◆ Given passage ◆
++++++++
Pride FC had 15-25 million viewers per telecast and was paid $50M USD a year by Fuji TV!!! Empty Pride FC had 15-25 million viewers per telecast and was paid $50M USD a year by Fuji TV!!!

Sun Dec 07, 2014 7:11 am
I was checking Zach Arnold's articles on www.fightopinion.com and found this article: http://www.fightopinion.com/2011/12/24/antonio-inoki-shadow-war/ it mentions that Pride FC had 15-25 million viewers per telecast and was paid $50M USD a year by Fuji TV.

If the impending 2011 Inoki MMA/IGF card at Saitama Super Arena looks like a familiar friend to you, that’s because it is. The booking is reminiscent to the card produced by Inoki and promoted by PRIDE in 2000 at the Osaka Dome, where you had a mixture of MMA blending in with a pro-wrestling atmosphere. MMA fighters want to be pro-wrestlers just like the wrestlers want to be MMA fighters (if they could do so). The Osaka Dome show would launch the kakutougi boom in Japan, a dream period that Antonio Inoki had imagined was coming for decades. Lost in all the talk about UFC on Fox is that PRIDE’s deal with Fuji TV still remains, by far, the largest and most successful MMA/network partnership in the history of the business. Ari Emanuel may have brokered a sweeter cash deal for Zuffa with Fox paying out $90-$100M USD/year but Fuji TV brought a hell of a lot more to the table for PRIDE. We’re not just talking credibility with sponsorships but flat out world-class production values that blows away what we’re seeing right now with the standard UFC-produced show. Oh, and Fuji TV paid PRIDE an estimated $50M USD a year, helped Dream Stage amass top-level corporate sponsorship, and PRIDE in return brought in 15-25 million viewers per telecast. UFC has a long ways to go in that department and it’s doubtful they will ever reach that kind of consistent level of audience on broadcast television in the States.

The difference between 2000 and 2011 is the health of the overall fight industry in Japan. In 2000, Antonio Inoki was desperately trying to transition New Japan into a company where he could take the wrestlers and book them on high-level K-1 & PRIDE events. He saw a dying wrestling industry due to lack of television support. The days of being on network TV like New Japan was in the 1980s was over. When you’re on network TV at 2 AM in the morning, it’s an ‘image down’ and it’s a lot harder to make new stars. Americans use DVR/PVR and are mostly cable/satellite customers. In Japan, most people still rely on network TV and do not pay for television services. Given the trajectory of the wrestling business, Inoki tried his damnedest to make Naoya Ogawa & the late Shinya Hashimoto into cornerstone pieces for New Japan blurring the lines with MMA. When PRIDE was launched, it was based on former yakuza boss Hiromichi Momose backing Nobuhiko Takada and the old UWF crew. UWF died after Takada & Yoji Anjoh inter-promoted with New Japan.
++++++++
◆ Dataset excerpts ◆
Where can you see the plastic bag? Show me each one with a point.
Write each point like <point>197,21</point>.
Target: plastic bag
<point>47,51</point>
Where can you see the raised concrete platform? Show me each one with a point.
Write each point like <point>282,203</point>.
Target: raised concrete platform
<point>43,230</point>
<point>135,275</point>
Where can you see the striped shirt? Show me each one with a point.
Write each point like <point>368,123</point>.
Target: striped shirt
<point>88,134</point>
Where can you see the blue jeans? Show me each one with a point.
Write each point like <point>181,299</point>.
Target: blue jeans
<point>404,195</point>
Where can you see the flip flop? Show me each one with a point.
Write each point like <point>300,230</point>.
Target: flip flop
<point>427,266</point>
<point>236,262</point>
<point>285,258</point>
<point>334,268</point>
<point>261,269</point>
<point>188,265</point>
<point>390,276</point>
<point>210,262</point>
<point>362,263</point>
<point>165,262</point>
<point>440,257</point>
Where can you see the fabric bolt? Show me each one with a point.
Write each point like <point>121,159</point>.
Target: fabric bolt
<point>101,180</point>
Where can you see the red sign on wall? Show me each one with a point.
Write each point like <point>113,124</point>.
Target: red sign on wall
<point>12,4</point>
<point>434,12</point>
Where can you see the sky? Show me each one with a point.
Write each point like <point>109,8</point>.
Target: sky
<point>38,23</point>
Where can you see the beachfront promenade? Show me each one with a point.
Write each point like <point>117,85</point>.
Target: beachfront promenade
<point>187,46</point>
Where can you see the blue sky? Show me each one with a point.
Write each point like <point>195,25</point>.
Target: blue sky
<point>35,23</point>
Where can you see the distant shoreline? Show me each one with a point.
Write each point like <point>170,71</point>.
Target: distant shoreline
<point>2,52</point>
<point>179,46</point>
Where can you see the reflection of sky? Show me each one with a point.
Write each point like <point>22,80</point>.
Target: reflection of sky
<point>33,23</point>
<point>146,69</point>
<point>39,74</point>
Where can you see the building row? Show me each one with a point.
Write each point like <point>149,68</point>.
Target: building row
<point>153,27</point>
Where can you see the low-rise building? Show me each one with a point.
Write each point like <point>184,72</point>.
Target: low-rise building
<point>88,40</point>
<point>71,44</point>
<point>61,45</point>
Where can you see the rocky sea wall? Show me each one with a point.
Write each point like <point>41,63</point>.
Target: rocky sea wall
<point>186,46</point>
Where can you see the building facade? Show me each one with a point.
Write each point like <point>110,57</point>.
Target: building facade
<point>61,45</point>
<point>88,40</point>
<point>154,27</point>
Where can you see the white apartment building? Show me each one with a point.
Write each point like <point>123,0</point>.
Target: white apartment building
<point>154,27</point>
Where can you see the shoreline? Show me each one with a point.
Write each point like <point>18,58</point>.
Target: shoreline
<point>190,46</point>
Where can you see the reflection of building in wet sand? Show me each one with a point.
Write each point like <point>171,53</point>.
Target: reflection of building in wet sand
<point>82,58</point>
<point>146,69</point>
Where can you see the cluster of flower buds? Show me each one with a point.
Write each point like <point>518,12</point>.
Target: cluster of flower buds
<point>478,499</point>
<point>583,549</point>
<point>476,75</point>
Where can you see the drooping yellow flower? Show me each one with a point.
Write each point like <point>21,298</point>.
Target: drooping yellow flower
++++++++
◆ Task requirements ◆
[1] Set down, word for word, the stretch of the Pride FC post from "Sun Dec 07, 2014" through "by Fuji TV.".
[2] From the rows, extract the stretch from the line containing "Where can you see the beachfront" through the line containing "<point>179,46</point>", both lines included, and repeat only those lines unchanged.

◆ Answers for this exercise ◆
[1]
Sun Dec 07, 2014 7:11 am
I was checking Zach Arnold's articles on www.fightopinion.com and found this article: http://www.fightopinion.com/2011/12/24/antonio-inoki-shadow-war/ it mentions that Pride FC had 15-25 million viewers per telecast and was paid $50M USD a year by Fuji TV.

[2]
Where can you see the beachfront promenade? Show me each one with a point.
Write each point like <point>117,85</point>.
Target: beachfront promenade
<point>187,46</point>
Where can you see the blue sky? Show me each one with a point.
Write each point like <point>195,25</point>.
Target: blue sky
<point>35,23</point>
Where can you see the distant shoreline? Show me each one with a point.
Write each point like <point>170,71</point>.
Target: distant shoreline
<point>2,52</point>
<point>179,46</point>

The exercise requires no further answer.